Exercise brief | Nothing but the lines from the one with "Target: brick building" to the final line should be returned, each exactly as it appears.
● ● ● ● ● ● ●
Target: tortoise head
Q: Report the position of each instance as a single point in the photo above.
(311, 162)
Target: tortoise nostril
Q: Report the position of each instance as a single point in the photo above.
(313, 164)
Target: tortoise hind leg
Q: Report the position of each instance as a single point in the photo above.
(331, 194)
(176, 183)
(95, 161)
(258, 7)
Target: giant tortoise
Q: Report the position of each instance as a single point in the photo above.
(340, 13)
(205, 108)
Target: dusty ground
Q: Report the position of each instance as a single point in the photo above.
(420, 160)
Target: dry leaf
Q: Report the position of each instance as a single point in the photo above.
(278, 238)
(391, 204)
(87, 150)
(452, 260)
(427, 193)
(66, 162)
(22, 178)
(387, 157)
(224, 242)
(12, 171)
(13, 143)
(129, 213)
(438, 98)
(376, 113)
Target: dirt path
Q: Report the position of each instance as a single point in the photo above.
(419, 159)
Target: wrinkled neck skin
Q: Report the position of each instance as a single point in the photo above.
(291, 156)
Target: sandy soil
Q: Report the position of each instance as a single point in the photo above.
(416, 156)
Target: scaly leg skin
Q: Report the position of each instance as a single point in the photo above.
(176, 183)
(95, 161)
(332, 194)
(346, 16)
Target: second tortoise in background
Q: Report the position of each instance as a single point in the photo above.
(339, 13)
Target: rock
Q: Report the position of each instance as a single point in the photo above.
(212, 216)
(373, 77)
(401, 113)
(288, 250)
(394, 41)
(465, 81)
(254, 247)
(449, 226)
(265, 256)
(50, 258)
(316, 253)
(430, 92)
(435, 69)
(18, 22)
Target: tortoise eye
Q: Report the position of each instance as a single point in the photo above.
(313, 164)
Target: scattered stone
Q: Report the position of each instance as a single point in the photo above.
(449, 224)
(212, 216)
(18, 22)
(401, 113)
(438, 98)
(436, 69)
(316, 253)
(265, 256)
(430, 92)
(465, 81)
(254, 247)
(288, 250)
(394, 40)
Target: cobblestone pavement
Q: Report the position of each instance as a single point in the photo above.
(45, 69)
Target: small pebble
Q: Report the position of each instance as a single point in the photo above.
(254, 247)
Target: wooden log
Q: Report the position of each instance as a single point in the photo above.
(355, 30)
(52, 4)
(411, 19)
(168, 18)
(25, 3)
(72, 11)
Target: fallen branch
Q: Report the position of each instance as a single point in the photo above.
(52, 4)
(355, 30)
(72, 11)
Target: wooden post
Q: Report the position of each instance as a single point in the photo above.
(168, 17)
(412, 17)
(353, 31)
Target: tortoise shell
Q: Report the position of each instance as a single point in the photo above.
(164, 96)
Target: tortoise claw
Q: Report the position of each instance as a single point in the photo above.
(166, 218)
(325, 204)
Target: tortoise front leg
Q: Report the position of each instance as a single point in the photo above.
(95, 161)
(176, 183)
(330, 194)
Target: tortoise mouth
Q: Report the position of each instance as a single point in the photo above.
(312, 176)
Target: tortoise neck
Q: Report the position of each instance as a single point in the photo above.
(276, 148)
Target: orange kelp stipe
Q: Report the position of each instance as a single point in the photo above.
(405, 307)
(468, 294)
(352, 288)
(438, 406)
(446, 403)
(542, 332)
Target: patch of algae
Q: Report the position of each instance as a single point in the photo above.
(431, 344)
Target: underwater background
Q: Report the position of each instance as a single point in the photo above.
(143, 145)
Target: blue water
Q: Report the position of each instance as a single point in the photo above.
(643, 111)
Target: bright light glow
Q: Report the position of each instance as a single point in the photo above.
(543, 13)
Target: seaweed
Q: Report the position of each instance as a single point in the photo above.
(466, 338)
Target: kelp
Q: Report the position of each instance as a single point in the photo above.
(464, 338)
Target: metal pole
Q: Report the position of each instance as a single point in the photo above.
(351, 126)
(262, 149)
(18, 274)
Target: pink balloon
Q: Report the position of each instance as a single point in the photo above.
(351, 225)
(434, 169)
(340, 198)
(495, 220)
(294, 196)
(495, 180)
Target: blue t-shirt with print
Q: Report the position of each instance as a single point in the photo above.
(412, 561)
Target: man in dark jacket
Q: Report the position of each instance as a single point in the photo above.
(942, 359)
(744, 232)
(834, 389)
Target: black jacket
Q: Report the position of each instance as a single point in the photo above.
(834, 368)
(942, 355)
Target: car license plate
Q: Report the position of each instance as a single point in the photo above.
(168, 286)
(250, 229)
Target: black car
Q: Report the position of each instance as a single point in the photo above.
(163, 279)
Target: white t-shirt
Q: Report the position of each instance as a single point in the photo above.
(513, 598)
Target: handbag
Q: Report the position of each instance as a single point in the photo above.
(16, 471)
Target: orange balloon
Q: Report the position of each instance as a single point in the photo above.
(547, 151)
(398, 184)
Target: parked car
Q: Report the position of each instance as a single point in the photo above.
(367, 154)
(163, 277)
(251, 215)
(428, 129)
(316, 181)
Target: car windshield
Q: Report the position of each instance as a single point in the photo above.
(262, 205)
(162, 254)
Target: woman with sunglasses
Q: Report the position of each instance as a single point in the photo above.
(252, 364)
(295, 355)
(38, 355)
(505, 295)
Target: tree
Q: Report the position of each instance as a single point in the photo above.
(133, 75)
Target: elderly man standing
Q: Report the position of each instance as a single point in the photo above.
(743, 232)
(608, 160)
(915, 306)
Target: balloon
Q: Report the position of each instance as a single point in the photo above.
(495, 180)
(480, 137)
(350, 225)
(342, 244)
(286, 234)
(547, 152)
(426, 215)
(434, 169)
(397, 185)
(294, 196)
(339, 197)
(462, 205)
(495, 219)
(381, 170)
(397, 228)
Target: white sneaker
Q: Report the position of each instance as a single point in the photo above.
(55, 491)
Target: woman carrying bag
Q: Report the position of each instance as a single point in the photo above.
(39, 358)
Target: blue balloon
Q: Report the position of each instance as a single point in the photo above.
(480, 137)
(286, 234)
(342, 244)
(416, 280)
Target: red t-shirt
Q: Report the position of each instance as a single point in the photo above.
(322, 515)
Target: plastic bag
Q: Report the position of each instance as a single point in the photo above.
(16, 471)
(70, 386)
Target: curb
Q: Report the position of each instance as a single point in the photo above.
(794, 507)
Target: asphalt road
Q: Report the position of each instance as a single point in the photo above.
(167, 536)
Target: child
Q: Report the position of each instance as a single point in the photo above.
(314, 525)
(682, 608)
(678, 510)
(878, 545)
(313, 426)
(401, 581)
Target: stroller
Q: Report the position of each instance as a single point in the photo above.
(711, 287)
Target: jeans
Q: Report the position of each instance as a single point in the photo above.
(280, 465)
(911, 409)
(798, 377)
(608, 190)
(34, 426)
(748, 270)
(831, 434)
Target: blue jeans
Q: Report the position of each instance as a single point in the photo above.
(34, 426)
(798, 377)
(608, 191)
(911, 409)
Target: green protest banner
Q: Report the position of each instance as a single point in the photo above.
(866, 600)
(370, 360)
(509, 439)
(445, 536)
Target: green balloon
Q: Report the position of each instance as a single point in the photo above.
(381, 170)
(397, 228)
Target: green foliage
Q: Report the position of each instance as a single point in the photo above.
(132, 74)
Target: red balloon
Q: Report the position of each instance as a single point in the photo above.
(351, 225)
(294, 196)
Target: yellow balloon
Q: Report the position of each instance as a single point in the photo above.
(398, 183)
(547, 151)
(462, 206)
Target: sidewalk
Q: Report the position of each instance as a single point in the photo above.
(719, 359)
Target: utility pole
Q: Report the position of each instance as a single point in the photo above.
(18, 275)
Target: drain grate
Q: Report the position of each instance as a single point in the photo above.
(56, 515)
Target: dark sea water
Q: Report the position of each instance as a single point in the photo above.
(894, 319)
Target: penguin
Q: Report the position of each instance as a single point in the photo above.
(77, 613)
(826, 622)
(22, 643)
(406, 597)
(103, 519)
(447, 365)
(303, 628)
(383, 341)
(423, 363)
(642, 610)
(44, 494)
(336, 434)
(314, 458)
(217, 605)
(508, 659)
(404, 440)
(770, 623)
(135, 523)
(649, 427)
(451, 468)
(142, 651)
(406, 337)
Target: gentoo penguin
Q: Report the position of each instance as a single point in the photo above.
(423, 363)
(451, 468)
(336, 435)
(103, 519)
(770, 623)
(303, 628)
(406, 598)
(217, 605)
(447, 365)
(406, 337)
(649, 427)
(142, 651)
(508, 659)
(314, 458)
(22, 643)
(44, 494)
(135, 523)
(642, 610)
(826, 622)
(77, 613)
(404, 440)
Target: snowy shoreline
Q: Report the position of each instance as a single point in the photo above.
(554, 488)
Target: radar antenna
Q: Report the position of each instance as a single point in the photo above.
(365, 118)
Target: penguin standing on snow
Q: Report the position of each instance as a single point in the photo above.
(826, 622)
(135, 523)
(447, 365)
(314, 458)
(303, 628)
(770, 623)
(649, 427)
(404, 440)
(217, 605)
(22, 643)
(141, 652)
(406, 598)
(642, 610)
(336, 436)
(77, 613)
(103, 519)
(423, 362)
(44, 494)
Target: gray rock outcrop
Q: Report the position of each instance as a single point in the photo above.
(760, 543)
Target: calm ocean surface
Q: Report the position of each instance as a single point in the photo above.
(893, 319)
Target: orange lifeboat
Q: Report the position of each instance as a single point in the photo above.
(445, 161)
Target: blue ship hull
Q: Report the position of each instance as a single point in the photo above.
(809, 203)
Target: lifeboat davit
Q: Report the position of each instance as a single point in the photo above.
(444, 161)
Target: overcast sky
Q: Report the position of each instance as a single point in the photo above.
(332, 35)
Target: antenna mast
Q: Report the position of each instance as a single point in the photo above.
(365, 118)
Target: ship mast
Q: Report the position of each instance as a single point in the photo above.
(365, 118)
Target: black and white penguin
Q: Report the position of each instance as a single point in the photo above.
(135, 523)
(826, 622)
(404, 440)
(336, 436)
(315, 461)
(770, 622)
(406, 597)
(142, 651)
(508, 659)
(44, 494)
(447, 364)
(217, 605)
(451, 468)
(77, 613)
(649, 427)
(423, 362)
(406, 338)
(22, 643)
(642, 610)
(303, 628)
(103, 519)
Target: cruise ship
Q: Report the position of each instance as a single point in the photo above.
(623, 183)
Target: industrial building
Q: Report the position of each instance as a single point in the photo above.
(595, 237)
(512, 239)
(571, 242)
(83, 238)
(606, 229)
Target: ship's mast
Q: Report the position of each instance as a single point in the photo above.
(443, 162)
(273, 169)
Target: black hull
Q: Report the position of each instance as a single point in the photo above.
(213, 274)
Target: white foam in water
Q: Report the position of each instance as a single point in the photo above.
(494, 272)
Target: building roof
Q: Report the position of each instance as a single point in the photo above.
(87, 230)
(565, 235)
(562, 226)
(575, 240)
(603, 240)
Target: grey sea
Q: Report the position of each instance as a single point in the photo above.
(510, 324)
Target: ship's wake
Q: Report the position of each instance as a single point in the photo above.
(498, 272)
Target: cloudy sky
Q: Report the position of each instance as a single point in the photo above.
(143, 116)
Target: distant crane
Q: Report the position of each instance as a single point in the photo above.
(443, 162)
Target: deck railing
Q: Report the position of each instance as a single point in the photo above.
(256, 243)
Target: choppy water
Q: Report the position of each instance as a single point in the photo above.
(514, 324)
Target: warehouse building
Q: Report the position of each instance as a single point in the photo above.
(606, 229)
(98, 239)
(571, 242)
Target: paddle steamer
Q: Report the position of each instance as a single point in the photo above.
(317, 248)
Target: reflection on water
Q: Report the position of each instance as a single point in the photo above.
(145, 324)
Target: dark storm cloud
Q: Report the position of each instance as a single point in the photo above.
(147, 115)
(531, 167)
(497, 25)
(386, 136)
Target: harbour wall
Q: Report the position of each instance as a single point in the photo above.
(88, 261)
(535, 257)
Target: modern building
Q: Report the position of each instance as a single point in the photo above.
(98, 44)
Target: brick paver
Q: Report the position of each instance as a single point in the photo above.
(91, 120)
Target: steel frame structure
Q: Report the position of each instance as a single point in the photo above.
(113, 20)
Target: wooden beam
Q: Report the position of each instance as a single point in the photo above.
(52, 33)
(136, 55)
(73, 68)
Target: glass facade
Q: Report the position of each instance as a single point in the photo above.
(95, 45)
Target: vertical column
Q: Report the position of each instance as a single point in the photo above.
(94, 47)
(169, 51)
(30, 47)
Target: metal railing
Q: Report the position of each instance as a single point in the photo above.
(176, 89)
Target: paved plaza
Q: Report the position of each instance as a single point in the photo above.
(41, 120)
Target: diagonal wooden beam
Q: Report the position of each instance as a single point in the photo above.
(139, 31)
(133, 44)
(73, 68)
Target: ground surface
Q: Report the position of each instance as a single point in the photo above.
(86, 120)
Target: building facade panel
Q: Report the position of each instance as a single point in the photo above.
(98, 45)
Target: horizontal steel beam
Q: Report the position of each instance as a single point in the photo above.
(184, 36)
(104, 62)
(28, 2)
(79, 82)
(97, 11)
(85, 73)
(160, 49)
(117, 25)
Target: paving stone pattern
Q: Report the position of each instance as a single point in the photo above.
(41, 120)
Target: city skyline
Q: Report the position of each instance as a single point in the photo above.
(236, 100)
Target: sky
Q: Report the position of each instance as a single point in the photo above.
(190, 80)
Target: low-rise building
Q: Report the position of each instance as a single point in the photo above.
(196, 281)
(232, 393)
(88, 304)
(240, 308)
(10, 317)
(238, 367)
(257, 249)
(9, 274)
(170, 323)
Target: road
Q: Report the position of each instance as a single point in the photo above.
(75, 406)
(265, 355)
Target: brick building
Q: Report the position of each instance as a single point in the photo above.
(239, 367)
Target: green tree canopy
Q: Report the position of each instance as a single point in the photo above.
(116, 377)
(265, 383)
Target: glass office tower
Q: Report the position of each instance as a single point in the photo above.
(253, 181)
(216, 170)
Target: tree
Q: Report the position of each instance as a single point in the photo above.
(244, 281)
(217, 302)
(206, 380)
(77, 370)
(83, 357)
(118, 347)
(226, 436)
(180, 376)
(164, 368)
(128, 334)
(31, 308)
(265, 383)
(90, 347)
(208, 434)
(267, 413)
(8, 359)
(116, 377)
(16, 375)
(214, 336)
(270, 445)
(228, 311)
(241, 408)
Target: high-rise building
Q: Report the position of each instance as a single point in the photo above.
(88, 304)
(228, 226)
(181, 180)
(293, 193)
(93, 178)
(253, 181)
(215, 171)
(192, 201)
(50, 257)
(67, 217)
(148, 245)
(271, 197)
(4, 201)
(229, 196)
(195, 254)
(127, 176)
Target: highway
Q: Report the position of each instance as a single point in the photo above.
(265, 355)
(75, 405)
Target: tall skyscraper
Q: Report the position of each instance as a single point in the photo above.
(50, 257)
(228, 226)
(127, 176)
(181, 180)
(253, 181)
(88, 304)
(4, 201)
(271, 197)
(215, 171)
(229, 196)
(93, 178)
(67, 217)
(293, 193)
● ● ● ● ● ● ●
Output for this exercise |
Target: brick building
Q: Report the position of each instance as a single point in the photo above.
(239, 367)
Target: green tree canopy
Q: Report the position of each instance as a single point in the photo above.
(116, 377)
(265, 383)
Target: glass office tower
Q: Report the position of each instance as a single point in the photo above.
(253, 181)
(216, 170)
Target: tree
Q: Report the position of each instance as a single point in the photo above.
(244, 281)
(217, 302)
(206, 380)
(77, 370)
(83, 357)
(118, 347)
(226, 436)
(180, 376)
(164, 368)
(128, 334)
(31, 308)
(265, 383)
(90, 347)
(208, 434)
(267, 413)
(8, 359)
(116, 377)
(16, 375)
(214, 336)
(270, 445)
(228, 311)
(241, 408)
Target: high-rise building
Q: Report the position of each instance as a single point in the photo above.
(88, 304)
(228, 226)
(181, 180)
(293, 193)
(93, 178)
(253, 181)
(215, 171)
(192, 201)
(50, 257)
(67, 217)
(148, 245)
(271, 197)
(4, 201)
(229, 196)
(195, 254)
(127, 176)
Target: highway
Q: Report the position of each instance as a single point in the photo above.
(265, 355)
(75, 405)
Target: tall skyscraper
Q: Report the position of each instance as a single point in the photo above.
(50, 257)
(228, 226)
(127, 176)
(181, 180)
(253, 181)
(88, 304)
(4, 201)
(271, 197)
(215, 171)
(229, 196)
(93, 178)
(67, 217)
(293, 193)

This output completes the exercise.